--- START OF Text to read ---

But the most sought after award was a promotion in social status.
In contrast to
the past, the army became a privileged means of improving position and status in
life. At every level of command there was a clearly defined hierarchy. However,
it was possible for an educated Egyptian or simple scribe to work his way up
this military hierarchy to become an officer. Opportunities were available for
the upper ranks to attain nobility, which as a social class were not very
knowledgeable in the art of warfare. Pharaoh insisted that his high-ranking
officers were not just able leaders and strategists but also well educated.
Therefore, most of the officers came from the nobility, who would occupy such
ranks as archery commander, divisional commander, commander of the chariot corps
or overseer of the royal stables. This last rank was the most prestigious and
most highly prized.
To maintain the esteem of his officers, pharaoh would bestow
generous rewards such as honorific titles, land, slaves and gold. Nothing was
too good for those that contributed to Egypt's greatness. The most brilliant
strategists were awarded hereditary titles associated with their rank and
position. The outcome of these commendations was that a class of 'military
elite' arose, who were able to command a considerable opposing force to a weak
pharaoh.

--- END OF Text to read ---
--- START OF Collected material ---

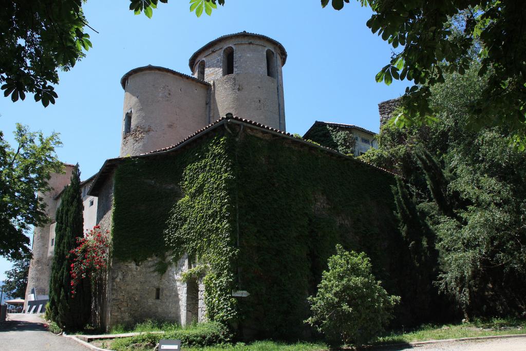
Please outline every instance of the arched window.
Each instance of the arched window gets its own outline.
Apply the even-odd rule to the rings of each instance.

--- END OF Collected material ---

### [Work instructions]
A) Answer these questions from the text on the Egyptian army:
(i) Which rank was the most prestigious and most highly prized?
(ii) What rewards did pharaoh bestow to maintain the esteem of his officers?
(iii) What were the most brilliant strategists awarded?
B) Write a continuation of the text on the Egyptian army, starting after its final sentence.
The material is separate from the text on the Egyptian army.

### [Answers for this exercise]
A)
(i) Overseer of the royal stables.
(ii) Honorific titles, land, slaves and gold.
(iii) Hereditary titles associated with their rank and position.

B)
Warfare at this
period in time did not consist of mass ranks of disciplined armies squaring up
to one another across an open plain. In fact, this only occurred once, when
Ramesses II army confronted Hattusilis III army at the battle of Kadesh. After
an opening skirmish, the opposing forces decided a battle would be futile and a
truce was agreed with the two armies retreating. Instead, the preferred tactic
was to subdue a weaker city or state one at a time resulting in a surrender of
each faction until complete domination was achieved. A
similar tactic was in evidence at the siege
of Dapur, a heavily fortified city, standing on a hill and protected by an
enormous inner and outer wall. The Egyptians exercised a war of attrition
using battering rams, ladders, fire and even starvation, to overwhelm the
occupants into submission.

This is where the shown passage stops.